- _Texto del documento_:
++++++

La escasez de agua dulce es un problema en todo el mundo y los pronósticos en el corto plazo no son alentadores. Al punto que no pocos analistas geopolíticos anticipan que los próximos conflictos bélicos no serán por el petróleo, ni por la energía, ni por los alimentos, ni por el territorio, sino que se desatarán por la provisión de agua para consumo humano, para la industria y para el agro y la ganadería.
Pese a que la región está saliendo de un período de casi cuatro años de sequías, Tucumán es una tierra bendecida en cuanto al abastecimiento natural de agua dulce, proveniente de las cuencas del norte y de las propias montañas de esta provincia.
Aún así, Tucumán siempre tuvo problemas para administrar tanto la escasez en tiempos de seca como los anegamientos y las inundaciones cuando hay exceso de lluvias.
Confluyen varias razones para que ocurra esta injusta paradoja. Falta de sistematización de las cuencas y de los ríos, como reforestar los márgenes que han sido erosionados por el hombre o la construcción de represas para almacenamiento. Otra razón es el déficit de obras públicas para evitar inundaciones y también para extender las redes de agua y de cloacas, servicios del que carecen decenas de miles de tucumanos, o les son insuficientes.
La tercera razón es cultural y en este punto los tucumanos encabezamos otro ránking negativo no sólo a nivel nacional, sino también internacional. Pobreza cultural en el manejo del suelo tanto en urbanizaciones que avanzan sin los estudios de impacto ambiental necesarios y en zonas donde no deberían permitirse, sobre todo en el piedemonte, como en la administración de la tierra para cultivo, con desmontes incontrolables de sectores estratégicos para el normal corrimiento de las lluvias. También carencia cultural en el hábito de consumo. Quizás acostumbrado a la abundancia de agua durante casi las cuatro estaciones, el tucumano hizo del derroche un estilo de vida, práctica mucho más que imprudente, irresponsable e inconsciente de la grave situación mundial.

++++++

- _Lista de tareas_:
**a.** Transcribe del texto sobre el agua en Tucumán el fragmento que va desde "La escasez de" hasta "de esta provincia.".
**b.** Traduce al inglés esta oración del texto sobre el agua en Tucumán: "Aún así, Tucumán siempre tuvo problemas para administrar tanto la escasez en tiempos de seca como los anegamientos y las inundaciones cuando hay exceso de lluvias."
El listado no se usa para resolver nada de esto.

- _Listado proporcionado_:
++++++

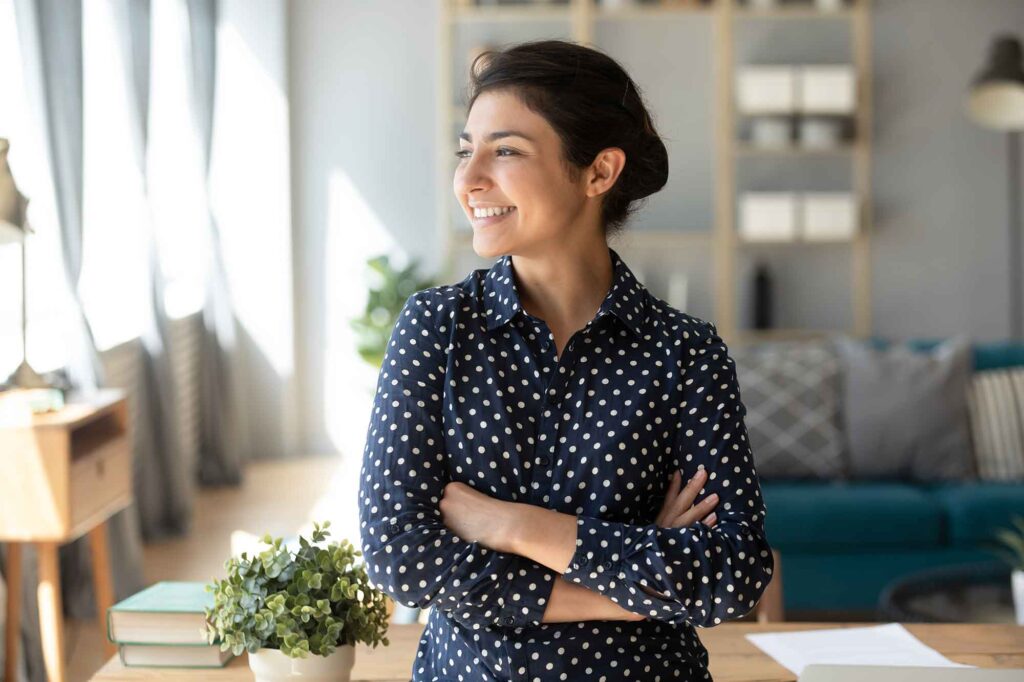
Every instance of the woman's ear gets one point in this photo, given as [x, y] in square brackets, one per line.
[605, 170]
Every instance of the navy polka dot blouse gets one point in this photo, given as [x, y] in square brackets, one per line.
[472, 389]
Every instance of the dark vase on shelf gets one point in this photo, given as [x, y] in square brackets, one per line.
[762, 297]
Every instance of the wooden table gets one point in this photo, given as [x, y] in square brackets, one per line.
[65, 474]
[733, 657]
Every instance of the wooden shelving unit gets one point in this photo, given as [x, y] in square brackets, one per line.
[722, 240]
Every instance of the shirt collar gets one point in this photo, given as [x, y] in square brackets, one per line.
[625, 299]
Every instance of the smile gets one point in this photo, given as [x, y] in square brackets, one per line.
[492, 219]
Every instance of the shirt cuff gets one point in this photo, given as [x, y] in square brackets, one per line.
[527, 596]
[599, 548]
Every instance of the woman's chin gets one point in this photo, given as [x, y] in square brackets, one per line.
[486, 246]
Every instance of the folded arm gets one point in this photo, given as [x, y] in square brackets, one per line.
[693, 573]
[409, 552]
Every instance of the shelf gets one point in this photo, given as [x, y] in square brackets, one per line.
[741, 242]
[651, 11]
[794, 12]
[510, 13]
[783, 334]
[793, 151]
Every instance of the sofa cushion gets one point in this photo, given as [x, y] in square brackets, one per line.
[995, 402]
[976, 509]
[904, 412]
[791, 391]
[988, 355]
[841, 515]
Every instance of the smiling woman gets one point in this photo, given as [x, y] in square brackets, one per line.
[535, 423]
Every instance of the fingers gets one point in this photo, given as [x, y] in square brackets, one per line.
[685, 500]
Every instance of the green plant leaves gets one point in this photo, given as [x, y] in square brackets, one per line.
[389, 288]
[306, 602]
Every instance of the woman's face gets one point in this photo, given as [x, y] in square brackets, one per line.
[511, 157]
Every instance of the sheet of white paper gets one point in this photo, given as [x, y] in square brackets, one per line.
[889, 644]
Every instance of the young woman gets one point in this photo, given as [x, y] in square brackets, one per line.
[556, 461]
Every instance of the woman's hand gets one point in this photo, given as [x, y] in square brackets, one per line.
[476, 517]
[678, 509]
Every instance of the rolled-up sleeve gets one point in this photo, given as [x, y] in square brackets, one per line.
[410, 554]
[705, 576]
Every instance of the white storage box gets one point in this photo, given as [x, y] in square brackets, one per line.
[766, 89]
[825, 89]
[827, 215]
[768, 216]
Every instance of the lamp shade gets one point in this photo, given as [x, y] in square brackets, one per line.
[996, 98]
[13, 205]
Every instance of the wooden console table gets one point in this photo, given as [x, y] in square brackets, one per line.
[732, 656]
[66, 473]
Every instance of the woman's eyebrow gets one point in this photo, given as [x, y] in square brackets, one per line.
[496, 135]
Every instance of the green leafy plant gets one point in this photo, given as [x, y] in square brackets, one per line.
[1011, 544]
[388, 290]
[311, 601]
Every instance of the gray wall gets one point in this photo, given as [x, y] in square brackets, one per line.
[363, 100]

++++++

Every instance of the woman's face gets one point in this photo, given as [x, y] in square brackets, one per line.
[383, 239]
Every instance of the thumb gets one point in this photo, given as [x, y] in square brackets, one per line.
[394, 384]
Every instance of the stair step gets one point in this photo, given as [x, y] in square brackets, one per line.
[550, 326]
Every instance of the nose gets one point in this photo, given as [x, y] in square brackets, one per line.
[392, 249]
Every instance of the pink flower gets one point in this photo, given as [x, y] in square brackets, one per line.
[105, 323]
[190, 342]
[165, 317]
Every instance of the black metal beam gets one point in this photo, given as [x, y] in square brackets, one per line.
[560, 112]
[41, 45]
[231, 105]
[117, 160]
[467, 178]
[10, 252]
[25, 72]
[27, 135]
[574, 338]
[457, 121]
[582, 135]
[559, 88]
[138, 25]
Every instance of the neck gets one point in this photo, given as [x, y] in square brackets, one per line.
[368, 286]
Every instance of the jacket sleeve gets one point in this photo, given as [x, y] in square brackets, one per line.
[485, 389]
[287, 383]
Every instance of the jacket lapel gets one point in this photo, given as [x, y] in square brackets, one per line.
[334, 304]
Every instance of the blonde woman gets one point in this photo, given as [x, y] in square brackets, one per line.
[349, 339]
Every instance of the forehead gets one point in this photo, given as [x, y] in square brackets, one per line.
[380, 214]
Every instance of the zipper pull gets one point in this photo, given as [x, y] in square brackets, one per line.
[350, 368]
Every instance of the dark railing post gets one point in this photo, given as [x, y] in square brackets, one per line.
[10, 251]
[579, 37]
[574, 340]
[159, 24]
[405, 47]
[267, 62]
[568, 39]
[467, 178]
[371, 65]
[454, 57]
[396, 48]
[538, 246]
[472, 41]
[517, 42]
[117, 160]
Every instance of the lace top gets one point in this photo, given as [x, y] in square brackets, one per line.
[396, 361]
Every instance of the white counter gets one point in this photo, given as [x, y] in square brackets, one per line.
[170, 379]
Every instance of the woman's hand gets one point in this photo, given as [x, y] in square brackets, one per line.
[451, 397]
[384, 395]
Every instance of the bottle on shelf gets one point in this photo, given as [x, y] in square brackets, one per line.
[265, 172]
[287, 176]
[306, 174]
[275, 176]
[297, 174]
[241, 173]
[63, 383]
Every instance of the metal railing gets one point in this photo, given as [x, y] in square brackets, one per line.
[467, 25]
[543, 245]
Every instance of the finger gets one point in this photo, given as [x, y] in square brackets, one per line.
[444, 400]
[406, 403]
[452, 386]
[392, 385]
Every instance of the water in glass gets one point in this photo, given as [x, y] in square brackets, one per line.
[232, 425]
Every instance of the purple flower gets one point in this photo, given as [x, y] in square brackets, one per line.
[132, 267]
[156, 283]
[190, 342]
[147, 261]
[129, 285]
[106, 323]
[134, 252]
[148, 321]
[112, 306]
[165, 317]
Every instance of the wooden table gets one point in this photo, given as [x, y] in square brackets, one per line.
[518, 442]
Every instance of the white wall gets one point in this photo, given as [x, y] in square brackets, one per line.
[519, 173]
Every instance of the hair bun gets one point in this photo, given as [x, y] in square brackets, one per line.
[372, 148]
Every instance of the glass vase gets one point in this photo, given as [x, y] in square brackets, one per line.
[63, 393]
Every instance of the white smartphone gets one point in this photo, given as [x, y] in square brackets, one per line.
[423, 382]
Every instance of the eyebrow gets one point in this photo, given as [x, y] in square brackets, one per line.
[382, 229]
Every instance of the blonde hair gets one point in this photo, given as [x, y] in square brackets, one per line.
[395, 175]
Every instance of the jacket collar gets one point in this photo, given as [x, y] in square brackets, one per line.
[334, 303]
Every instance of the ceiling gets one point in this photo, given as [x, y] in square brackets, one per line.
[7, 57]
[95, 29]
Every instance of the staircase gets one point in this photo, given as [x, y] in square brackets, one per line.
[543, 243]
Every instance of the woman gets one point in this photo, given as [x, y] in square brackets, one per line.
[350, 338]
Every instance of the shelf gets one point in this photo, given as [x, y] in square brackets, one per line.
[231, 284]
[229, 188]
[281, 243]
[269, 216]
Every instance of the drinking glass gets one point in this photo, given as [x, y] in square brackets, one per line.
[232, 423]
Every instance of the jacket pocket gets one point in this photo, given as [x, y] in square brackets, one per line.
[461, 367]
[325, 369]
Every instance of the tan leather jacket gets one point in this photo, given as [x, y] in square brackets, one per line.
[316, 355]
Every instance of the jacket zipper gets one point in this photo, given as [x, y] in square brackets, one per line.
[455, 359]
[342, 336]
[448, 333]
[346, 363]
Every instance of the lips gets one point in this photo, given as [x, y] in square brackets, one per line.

++++++

- _Respuestas del ejercicio_:
**a.**
La escasez de agua dulce es un problema en todo el mundo y los pronósticos en el corto plazo no son alentadores. Al punto que no pocos analistas geopolíticos anticipan que los próximos conflictos bélicos no serán por el petróleo, ni por la energía, ni por los alimentos, ni por el territorio, sino que se desatarán por la provisión de agua para consumo humano, para la industria y para el agro y la ganadería.
Pese a que la región está saliendo de un período de casi cuatro años de sequías, Tucumán es una tierra bendecida en cuanto al abastecimiento natural de agua dulce, proveniente de las cuencas del norte y de las propias montañas de esta provincia.

**b.** Even so, Tucumán has always had trouble managing both scarcity in times of drought and waterlogging and flooding when there is too much rain.